Extrait:
■ ■ ■ ■ ■
Un blason est également soigneusement représenté, datant probablement du début du XVIIe siècle et tiré des albums de Croÿ, datant des années 1608-1609. Ceci est remarquable, car il révèle une connexion lointaine avec la construction de l’abbaye, remontant à près de 500 ans.
Alors, pourquoi le nom « échauguette » ? Ce terme féminin trouve ses racines dans le francique « skarwahta », une combinaison de « skâra » signifiant « troupe », et « wahta » signifiant « guet ». La distinction essentielle entre une échauguette et une tour réside dans le fait que l’échauguette est toujours adjacente à un mur. Ces petites alcôves de pierre avaient pour fonction de protéger les sentinelles ou les guetteurs. À noter que la première fonction de l’enceinte de l’abbaye de Vaucelles était de délimiter ses possessions et d’affirmer son pouvoir.
■ ■ ■ ■ ■
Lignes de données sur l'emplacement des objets
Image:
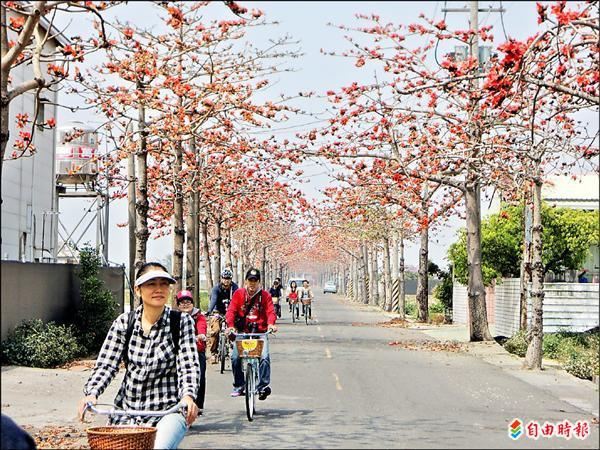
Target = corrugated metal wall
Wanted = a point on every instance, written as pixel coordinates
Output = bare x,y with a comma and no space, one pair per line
507,307
569,306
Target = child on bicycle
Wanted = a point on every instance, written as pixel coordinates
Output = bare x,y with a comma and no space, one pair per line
185,303
156,377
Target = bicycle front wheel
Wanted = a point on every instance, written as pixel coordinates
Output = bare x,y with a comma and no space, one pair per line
250,392
223,353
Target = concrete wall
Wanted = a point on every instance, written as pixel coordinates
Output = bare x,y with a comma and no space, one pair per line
28,183
47,291
460,304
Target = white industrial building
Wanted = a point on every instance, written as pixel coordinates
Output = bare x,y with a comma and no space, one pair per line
29,217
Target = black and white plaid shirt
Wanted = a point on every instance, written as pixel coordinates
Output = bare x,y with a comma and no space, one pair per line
154,381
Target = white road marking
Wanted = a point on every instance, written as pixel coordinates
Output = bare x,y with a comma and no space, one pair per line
338,386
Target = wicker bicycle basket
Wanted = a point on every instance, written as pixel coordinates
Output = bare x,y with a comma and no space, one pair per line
121,437
250,347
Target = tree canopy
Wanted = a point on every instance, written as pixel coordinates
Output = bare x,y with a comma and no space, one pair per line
568,235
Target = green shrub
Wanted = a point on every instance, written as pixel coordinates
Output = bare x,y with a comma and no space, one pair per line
36,344
517,344
98,308
410,309
583,364
436,308
443,291
552,345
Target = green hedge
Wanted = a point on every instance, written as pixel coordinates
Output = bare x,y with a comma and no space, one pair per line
36,344
578,353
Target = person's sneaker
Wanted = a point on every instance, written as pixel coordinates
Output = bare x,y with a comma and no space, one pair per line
237,392
264,393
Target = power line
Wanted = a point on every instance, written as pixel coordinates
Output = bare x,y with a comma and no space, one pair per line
502,20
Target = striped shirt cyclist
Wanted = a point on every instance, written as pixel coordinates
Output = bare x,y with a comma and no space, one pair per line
154,380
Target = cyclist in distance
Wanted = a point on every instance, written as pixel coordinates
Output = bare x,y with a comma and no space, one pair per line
305,293
221,294
275,292
158,376
292,297
251,311
185,303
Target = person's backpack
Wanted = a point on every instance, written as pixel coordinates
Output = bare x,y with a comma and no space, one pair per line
174,318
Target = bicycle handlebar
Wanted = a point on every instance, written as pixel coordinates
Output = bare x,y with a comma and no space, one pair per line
252,334
131,412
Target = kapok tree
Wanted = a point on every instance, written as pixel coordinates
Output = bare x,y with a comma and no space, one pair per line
549,78
434,117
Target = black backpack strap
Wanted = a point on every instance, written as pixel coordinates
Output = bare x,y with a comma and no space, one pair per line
128,333
175,318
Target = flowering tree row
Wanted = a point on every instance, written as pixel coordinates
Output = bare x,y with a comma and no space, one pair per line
431,121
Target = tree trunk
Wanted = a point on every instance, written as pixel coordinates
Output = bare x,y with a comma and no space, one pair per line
373,291
206,253
401,279
478,325
131,222
364,295
190,245
422,282
387,274
141,190
535,336
525,270
264,267
178,221
218,241
229,244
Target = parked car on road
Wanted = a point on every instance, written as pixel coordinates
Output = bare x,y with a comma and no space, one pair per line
330,287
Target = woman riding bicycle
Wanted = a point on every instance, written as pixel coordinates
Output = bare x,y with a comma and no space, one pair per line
275,292
158,376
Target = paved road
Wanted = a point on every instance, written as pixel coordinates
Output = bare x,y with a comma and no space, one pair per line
339,385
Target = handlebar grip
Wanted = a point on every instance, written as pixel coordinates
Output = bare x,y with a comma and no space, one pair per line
132,412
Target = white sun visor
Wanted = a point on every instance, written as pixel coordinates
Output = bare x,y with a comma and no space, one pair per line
154,274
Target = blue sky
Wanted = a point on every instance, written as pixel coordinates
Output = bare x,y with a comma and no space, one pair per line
307,22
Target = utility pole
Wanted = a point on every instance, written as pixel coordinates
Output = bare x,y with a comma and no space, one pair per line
474,11
476,305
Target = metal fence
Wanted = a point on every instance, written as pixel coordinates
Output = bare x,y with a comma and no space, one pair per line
47,291
567,306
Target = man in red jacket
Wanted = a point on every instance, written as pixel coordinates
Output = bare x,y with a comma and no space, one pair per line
251,311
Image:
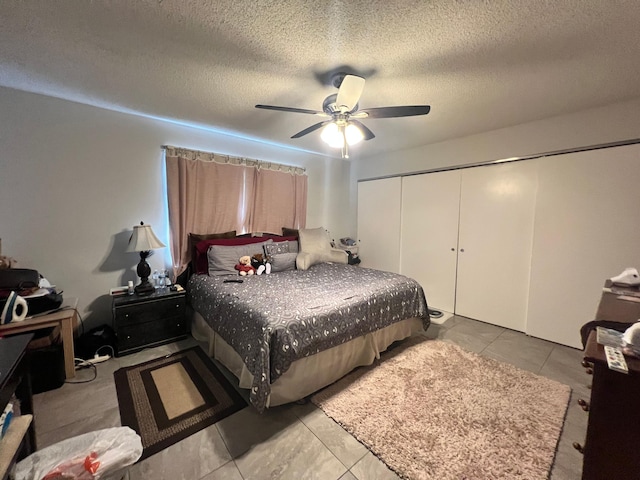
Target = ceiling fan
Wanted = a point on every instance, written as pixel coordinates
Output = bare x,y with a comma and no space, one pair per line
343,127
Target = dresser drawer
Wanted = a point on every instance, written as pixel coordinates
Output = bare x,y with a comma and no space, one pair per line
137,336
147,321
144,312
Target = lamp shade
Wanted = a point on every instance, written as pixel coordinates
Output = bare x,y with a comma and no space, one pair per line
143,239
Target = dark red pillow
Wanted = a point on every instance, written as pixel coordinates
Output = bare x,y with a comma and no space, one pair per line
194,238
201,264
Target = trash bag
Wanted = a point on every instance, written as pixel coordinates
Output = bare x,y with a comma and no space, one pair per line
103,454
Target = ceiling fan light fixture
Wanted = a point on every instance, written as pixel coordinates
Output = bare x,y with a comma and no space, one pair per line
353,134
335,135
332,136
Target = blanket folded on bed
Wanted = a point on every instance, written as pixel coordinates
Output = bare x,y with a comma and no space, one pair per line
273,320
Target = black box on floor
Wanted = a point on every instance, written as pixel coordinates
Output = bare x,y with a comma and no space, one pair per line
46,360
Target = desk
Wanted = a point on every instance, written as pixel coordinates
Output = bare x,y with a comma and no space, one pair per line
67,318
613,436
20,440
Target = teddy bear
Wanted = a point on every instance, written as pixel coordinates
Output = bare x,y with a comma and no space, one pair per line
261,264
244,266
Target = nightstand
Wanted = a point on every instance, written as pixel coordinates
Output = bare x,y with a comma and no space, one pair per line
142,321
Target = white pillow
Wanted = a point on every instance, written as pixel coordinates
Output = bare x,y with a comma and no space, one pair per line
315,247
223,258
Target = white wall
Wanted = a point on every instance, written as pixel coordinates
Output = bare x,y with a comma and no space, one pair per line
75,179
607,124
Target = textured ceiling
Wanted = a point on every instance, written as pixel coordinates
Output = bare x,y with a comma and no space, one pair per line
481,65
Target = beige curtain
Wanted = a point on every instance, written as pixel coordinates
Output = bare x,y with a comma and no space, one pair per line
212,193
280,201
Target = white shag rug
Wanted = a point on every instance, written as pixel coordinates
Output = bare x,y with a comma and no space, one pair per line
431,410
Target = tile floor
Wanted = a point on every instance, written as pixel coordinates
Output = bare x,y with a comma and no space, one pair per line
299,441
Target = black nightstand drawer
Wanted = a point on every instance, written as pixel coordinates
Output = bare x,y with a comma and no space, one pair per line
147,321
149,311
162,330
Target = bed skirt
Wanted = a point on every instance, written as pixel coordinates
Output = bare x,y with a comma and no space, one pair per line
310,374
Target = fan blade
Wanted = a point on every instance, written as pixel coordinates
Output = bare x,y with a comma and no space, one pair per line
368,134
349,92
391,112
310,129
291,109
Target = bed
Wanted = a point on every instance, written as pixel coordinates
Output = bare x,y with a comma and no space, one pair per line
290,333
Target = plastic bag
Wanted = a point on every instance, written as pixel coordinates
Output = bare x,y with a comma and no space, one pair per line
103,454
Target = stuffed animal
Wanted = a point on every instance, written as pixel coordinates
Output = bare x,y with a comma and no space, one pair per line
244,266
261,264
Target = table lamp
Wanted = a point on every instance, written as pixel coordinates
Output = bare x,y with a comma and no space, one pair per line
143,240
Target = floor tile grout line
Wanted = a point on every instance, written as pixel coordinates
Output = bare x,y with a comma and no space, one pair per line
325,445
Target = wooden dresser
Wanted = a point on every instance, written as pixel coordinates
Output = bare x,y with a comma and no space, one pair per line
611,449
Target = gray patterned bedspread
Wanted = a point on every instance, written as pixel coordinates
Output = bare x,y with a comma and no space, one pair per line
273,320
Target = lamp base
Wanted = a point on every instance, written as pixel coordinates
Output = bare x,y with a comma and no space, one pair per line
144,289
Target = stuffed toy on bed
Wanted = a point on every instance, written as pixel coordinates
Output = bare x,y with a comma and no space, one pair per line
261,264
244,266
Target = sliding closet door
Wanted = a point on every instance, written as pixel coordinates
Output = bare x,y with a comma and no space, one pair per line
379,224
429,234
587,229
495,240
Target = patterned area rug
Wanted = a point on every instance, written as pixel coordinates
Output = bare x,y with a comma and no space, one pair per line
431,410
167,399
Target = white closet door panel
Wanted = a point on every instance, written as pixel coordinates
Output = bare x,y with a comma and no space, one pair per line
379,224
429,234
495,239
587,229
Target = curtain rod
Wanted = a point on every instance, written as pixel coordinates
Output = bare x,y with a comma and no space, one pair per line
212,156
553,153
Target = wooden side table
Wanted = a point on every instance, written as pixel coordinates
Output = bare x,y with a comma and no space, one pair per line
19,440
613,436
142,321
67,318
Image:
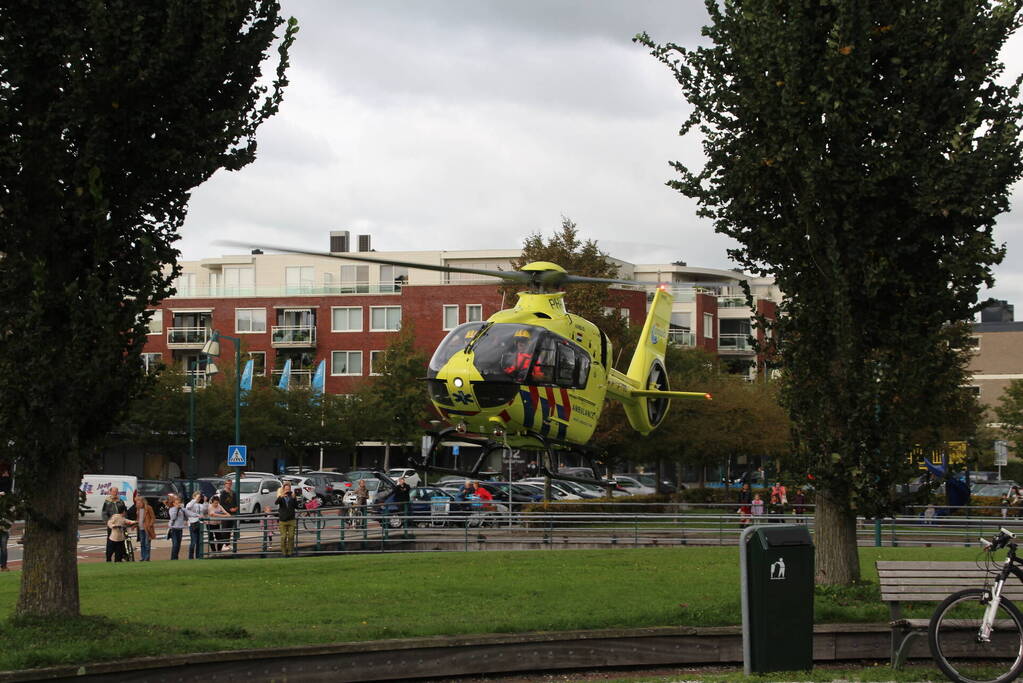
■ ■ ■ ■ ■
Liste des tâches:
A – D'après l'extrait sur l'abbaye de Vaucelles, qu'est-ce qui distingue essentiellement une échauguette d'une tour ?
B – Poursuivez le texte sur l'échauguette et l'abbaye de Vaucelles après sa dernière phrase.
Les enregistrements forment un matériau à part, distinct du texte.

Corrigé des exercices:
A – L'échauguette est toujours adjacente à un mur.

B –
Et qu’en est-il de l’abbaye elle-même ? Située à moins de 2 kilomètres à vol d’oiseau au nord-ouest de l’échauguette, elle reste hors de notre champ de vision direct. Nichée depuis neuf siècles dans la vallée de l’Escaut, l’abbaye ne se dévoile pas aisément. Pour saisir son emplacement, il suffit de diriger son regard vers le bas de la vallée et de suivre l’allée d’arbres qui longe le fleuve, s’étirant vers la gauche… Et vous y êtes ! Prenez le temps d’explorer les moindres recoins de cette magnifique enclave. Découvrez les moines, constructions emblématiques du XIIe siècle propre aux monastères cisterciens, ainsi que le palais abbatial du XVIIIe siècle. En parcourant les 7 hectares de parc et de jardins, vous vous imprégnerez de véritables hymnes à la nature et à la biodiversité.
L’échauguette de l’Abbaye de Vaucelles demeure bien plus qu’une simple structure en pierre, elle incarne une époque révolue, un patrimoine vivant, et un lien tangible entre le passé et le présent.